>> begin Source data

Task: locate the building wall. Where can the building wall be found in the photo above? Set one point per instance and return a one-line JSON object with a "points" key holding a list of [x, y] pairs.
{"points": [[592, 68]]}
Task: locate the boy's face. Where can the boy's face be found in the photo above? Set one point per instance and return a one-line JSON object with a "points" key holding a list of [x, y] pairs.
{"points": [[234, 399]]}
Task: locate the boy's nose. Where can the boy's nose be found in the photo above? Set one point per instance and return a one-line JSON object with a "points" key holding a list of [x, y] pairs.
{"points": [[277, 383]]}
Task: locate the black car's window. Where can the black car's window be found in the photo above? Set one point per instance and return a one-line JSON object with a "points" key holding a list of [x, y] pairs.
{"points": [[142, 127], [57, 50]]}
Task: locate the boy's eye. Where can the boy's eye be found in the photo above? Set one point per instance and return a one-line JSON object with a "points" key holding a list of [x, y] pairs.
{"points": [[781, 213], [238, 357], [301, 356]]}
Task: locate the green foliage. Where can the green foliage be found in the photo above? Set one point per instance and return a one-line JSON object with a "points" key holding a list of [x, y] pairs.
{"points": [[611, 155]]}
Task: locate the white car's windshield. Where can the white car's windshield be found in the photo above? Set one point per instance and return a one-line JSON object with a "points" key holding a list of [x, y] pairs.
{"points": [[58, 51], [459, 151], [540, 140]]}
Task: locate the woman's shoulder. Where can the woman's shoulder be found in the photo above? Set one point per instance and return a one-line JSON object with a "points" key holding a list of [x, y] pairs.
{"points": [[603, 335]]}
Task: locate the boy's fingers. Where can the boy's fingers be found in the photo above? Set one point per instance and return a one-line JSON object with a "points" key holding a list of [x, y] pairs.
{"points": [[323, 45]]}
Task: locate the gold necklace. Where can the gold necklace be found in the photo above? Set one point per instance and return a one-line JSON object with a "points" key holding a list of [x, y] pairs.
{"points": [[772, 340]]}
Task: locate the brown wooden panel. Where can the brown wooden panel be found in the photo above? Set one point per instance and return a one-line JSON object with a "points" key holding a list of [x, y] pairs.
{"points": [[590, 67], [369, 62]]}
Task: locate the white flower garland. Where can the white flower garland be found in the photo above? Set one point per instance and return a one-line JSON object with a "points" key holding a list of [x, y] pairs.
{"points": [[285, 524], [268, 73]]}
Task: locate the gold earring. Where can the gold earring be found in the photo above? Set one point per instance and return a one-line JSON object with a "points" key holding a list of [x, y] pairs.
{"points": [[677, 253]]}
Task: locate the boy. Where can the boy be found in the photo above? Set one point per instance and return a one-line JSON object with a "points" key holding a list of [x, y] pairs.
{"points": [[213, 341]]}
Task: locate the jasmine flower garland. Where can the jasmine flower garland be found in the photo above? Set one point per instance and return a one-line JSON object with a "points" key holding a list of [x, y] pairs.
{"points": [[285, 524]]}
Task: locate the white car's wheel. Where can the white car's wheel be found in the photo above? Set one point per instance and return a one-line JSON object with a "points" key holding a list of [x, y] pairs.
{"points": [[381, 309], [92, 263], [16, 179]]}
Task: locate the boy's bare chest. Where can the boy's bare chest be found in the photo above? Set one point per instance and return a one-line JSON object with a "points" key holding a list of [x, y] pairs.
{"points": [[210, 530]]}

>> end Source data

- Problem to solve -
Write down all the entries again without a single difference.

- Response to this exercise -
Task: locate the building wall. Where can the building wall be found in the photo above? Set one point per instance and return a one-line JSON object with a "points" key holding a list of [x, y] pairs.
{"points": [[592, 68]]}
Task: locate the boy's face. Where can the boy's face be found in the photo above? Set one point per instance and return a one-line JSON object with a "points" key holding a list of [x, y] pairs.
{"points": [[234, 399]]}
Task: locate the boy's nose. Where can the boy's nose be found in the photo above? Set one point per instance and return a one-line JSON object with a "points" key holding a list of [x, y] pairs.
{"points": [[277, 383]]}
Task: locate the black car's window. Where can the black car's window be found in the photo above? Set one point per instance and return a one-line JSON object with a "points" key holding a list of [x, y] pairs.
{"points": [[142, 127], [57, 50]]}
Task: locate the boy's eye. Where can the boy's eye be found in the photo above? Set one point per instance and return a one-line JSON object with a "points" key holding a list of [x, y] pairs.
{"points": [[781, 213], [238, 357], [301, 356]]}
Task: locate the green foliage. Where can the green foliage be found in the photo above? Set one point per instance and return a one-line JSON object with a "points" key holding a list of [x, y] pairs.
{"points": [[611, 155]]}
Task: locate the white car's windshield. Where can the white car's windshield be found in the photo above? Set one point per instance and return a one-line JSON object with a "points" key holding a list of [x, y] pairs.
{"points": [[58, 51], [459, 151], [540, 140]]}
Task: locate the woman's shoulder. Where can the woman's shoulder be found in the photo above? Set one point per instance and return a one-line JSON object with a "points" key holding a list of [x, y] pairs.
{"points": [[603, 335]]}
Task: locate the boy's fingers. Where can the boy's fingers be found in the photo above? Set one point per instance and return a one-line JSON object with a "points" key holding a list of [x, y] pairs.
{"points": [[323, 45]]}
Task: locate the gold necklace. Where can the gold necklace be found in the photo above? Set one point per instance and return a one-line JSON object with a "points" key holding a list of [x, y] pairs.
{"points": [[772, 340]]}
Task: locate the brown wooden panel. Where can the brown wooden panel be found in the photo above? Set one point per instance and return a one-line JSON object with a "points" key holding a list of [x, y] pairs.
{"points": [[590, 67], [369, 62]]}
Task: locate the white flower garland. Where can the white flower garland be found in the photo above? Set one point per instance and return a one-line JSON object with a "points" key holding a list of [x, y] pairs.
{"points": [[285, 524], [268, 73]]}
Task: locate the gold earring. Where can the gold earring be found in the photo above? Set one point per instance and return a one-line JSON object with a "points" key holding a list of [x, y] pairs.
{"points": [[677, 253]]}
Task: locate the boy. Where can the boy be found in the photo above? Set one point per instance and return a one-line JSON object with a "points" key holding a list of [x, y] pairs.
{"points": [[213, 341]]}
Task: locate the jasmine flower garland. Where can the jasmine flower garland be found in the photo above? Set one point per instance and return a one-line JSON object with a "points" key holding a list of [x, y] pairs.
{"points": [[285, 524]]}
Task: locate the white car's wheel. Where can the white car's wheel be found in the photo above? Set one point per instance and return a one-line JSON object with a "points" key holding a list of [x, y] pairs.
{"points": [[381, 309], [92, 263], [16, 179]]}
Task: locate the boy's bare chest. Where can the boy's bare chest be found in the photo above? Set one point per instance and return a one-line JSON object with a "points" key holding a list of [x, y] pairs.
{"points": [[210, 530]]}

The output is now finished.